What the exercise asks -
What lines in the records below include the word "handle"? Return each one.

(Referring expression data)
——

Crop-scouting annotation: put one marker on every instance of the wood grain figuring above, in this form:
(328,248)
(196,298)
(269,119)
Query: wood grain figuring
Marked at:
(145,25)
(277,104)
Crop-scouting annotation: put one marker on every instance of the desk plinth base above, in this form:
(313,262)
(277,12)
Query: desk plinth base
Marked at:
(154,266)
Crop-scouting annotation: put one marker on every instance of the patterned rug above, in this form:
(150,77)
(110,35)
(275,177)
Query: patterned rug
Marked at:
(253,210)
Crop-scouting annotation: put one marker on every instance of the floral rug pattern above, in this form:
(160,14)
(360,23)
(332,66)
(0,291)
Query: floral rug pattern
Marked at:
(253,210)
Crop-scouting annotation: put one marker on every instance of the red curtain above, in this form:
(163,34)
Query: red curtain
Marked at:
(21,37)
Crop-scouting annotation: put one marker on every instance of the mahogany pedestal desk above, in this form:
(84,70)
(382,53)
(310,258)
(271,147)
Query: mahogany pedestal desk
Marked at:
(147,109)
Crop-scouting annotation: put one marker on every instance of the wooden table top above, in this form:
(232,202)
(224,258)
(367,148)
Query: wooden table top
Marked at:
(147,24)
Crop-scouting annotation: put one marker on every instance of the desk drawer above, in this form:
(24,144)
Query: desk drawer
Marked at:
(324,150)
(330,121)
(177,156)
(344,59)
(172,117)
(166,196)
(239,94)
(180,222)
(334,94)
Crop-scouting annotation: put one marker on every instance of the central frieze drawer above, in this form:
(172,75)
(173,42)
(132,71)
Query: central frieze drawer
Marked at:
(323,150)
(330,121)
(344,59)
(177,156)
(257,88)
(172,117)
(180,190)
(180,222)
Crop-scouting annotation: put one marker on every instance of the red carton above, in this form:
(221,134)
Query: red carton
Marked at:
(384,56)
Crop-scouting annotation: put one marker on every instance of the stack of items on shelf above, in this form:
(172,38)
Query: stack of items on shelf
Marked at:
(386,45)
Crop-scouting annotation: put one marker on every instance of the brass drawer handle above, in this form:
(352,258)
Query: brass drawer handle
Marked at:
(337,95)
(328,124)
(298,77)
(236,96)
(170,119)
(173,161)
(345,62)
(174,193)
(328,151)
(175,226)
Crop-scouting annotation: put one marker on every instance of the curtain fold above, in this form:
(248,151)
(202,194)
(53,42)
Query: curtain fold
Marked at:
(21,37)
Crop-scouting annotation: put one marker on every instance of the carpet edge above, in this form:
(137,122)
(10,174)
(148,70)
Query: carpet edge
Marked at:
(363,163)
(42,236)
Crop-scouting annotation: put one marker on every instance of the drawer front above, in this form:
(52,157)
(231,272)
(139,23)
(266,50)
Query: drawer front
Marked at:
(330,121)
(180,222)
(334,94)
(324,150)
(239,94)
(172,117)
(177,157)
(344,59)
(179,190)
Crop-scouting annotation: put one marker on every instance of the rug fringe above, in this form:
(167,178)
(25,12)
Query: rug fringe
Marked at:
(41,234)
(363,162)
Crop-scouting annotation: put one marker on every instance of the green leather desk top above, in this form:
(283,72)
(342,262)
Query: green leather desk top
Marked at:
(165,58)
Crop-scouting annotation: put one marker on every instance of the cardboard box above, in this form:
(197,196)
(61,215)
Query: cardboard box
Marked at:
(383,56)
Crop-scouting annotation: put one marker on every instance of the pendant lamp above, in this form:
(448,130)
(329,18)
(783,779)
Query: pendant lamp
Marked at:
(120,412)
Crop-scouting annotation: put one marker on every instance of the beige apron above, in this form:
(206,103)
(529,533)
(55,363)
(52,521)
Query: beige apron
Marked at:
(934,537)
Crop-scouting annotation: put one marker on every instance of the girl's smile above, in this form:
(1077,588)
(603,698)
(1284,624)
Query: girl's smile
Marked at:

——

Exercise solution -
Crop-scouting annotation: put one marker on every instance of the brass drawer handle above, in this form:
Query: brass drawer handle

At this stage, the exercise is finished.